**EXERCISE:**
In the response, each entry below should appear again exactly as given.

Dataset records

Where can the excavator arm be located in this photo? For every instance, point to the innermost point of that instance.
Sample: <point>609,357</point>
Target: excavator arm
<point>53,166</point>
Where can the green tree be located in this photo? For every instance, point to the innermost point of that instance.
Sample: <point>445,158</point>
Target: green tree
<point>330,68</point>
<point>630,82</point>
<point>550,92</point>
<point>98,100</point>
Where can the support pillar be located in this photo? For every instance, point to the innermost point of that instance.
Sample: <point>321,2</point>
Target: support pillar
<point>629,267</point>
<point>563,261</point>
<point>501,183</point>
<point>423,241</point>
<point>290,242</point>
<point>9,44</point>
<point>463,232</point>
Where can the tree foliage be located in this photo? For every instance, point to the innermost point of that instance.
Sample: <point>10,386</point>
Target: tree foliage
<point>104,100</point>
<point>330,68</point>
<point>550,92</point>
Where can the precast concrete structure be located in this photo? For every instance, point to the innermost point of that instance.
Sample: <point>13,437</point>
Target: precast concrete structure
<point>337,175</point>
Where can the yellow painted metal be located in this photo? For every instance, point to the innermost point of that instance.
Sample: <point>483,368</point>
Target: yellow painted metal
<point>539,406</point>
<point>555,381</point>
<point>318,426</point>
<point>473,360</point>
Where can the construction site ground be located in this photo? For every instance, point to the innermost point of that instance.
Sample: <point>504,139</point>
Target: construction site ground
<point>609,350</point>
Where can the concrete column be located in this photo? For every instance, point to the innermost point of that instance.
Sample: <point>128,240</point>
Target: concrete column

**REPLY:**
Where can the excavator arm be located in this photo? For every instance, point to the innermost point of that instance.
Sample: <point>609,357</point>
Target: excavator arm
<point>53,166</point>
Where can the green tree be located in this photo? For every instance, point to the innermost point of that instance.
Sample: <point>445,158</point>
Target: green tree
<point>330,68</point>
<point>630,82</point>
<point>550,92</point>
<point>98,100</point>
Where can the support pillar be located in this photo? For every instance, point to the innermost point of that instance.
Sample: <point>321,2</point>
Target: support pillar
<point>629,267</point>
<point>563,261</point>
<point>501,183</point>
<point>423,241</point>
<point>290,242</point>
<point>9,44</point>
<point>463,232</point>
Where can the tree foliage be located in this photo? For every instance, point to the innermost point of that instance.
Sample: <point>10,386</point>
Target: tree foliage
<point>104,100</point>
<point>330,68</point>
<point>550,92</point>
Where can the precast concrete structure be located in this photo? For every instance, point to the innermost point of that instance.
Sample: <point>13,437</point>
Target: precast concrete structure
<point>337,175</point>
Where can the yellow painted metal be located in this photo? For every instance, point to the innermost point of that instance.
Sample: <point>483,368</point>
Target: yellow painted metal
<point>539,406</point>
<point>555,381</point>
<point>318,426</point>
<point>473,360</point>
Where can the construction site ground be located in this photo? For every instance, point to the innermost point of that instance.
Sample: <point>504,139</point>
Target: construction site ground
<point>609,350</point>
Where can the concrete column be located in this photo? For every instance, point to the innermost point of that instance.
Sample: <point>128,240</point>
Target: concrete column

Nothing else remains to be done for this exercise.